What to work on:
Copy the material word for word, from the line containing "target | grass" up to and including the line containing "x=536 y=364".

Data provided:
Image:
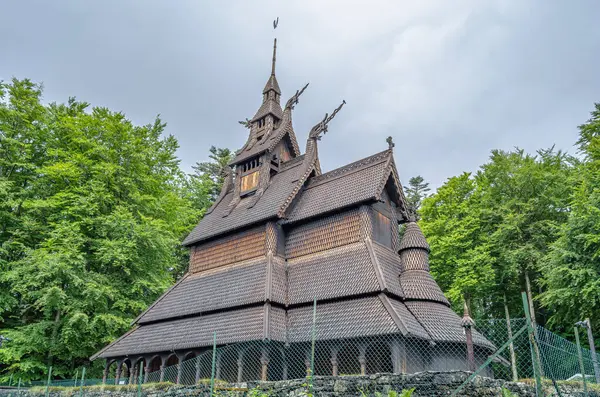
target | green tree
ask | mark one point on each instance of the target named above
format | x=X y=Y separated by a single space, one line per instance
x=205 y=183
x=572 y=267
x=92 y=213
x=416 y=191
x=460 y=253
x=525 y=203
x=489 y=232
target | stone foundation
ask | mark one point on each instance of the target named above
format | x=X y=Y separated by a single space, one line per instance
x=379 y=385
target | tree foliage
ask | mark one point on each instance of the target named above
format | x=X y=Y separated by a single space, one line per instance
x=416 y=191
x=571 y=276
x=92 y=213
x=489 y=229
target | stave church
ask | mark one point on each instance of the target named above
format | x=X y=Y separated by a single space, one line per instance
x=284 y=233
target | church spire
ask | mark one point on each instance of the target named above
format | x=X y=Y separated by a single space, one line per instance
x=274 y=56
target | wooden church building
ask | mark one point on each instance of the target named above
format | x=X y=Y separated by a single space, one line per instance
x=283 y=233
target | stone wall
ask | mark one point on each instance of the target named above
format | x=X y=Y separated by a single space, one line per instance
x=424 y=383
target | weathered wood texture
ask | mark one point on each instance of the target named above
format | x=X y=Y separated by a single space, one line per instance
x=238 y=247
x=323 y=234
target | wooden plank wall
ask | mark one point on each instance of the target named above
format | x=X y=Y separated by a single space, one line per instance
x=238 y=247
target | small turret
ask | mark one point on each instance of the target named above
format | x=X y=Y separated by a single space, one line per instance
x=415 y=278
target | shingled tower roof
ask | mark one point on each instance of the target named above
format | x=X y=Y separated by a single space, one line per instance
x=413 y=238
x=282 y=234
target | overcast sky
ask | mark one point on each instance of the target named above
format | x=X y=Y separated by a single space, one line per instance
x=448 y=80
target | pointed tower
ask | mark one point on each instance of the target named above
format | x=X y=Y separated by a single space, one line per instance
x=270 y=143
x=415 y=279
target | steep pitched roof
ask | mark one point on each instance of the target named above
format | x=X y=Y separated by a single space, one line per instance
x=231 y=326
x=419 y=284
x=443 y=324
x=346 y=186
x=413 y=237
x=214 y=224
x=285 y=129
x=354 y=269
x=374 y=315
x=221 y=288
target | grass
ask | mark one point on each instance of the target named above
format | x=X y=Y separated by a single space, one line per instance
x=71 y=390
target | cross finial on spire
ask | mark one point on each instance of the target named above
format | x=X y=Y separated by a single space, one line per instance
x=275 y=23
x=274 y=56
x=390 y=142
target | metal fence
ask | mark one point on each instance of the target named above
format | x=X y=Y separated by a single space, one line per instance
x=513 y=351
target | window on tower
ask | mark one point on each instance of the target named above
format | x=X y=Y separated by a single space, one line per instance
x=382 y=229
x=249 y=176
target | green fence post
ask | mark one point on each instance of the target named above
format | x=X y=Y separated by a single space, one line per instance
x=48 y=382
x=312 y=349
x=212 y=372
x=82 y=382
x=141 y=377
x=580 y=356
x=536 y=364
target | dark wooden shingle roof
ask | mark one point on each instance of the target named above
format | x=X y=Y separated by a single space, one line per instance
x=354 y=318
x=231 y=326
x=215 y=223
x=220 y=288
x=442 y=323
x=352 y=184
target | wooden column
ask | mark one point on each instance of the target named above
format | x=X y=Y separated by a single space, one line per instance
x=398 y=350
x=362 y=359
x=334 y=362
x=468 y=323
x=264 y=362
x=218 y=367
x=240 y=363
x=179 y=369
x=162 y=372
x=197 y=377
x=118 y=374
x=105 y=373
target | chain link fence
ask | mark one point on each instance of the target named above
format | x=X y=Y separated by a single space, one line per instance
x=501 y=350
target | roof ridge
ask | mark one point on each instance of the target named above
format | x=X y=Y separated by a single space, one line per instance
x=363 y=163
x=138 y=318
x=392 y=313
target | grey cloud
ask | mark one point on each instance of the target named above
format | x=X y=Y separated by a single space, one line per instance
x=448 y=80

Complete answer:
target | grass
ask | mark one point on each instance of the target named above
format | x=X y=Y separated by a single space, one line per instance
x=71 y=390
target | cross finial on spire
ask | mark one point on each instance of the target named above
format | x=X y=Y separated by a single space, one line per instance
x=275 y=23
x=274 y=56
x=390 y=142
target | metal fence
ask | mark one point on each instance of the target named above
format | x=X y=Y separated by a single space, one line per instance
x=513 y=351
target | window on tower
ask | mark one point on each instance of the target named above
format | x=X y=Y separated by a single space, one line per instance
x=382 y=229
x=249 y=176
target | green fence post
ask | mark one point on each instance of the target named above
format | x=X y=Y separated by a single space, one line per instance
x=48 y=382
x=312 y=349
x=212 y=372
x=82 y=382
x=141 y=377
x=580 y=356
x=536 y=364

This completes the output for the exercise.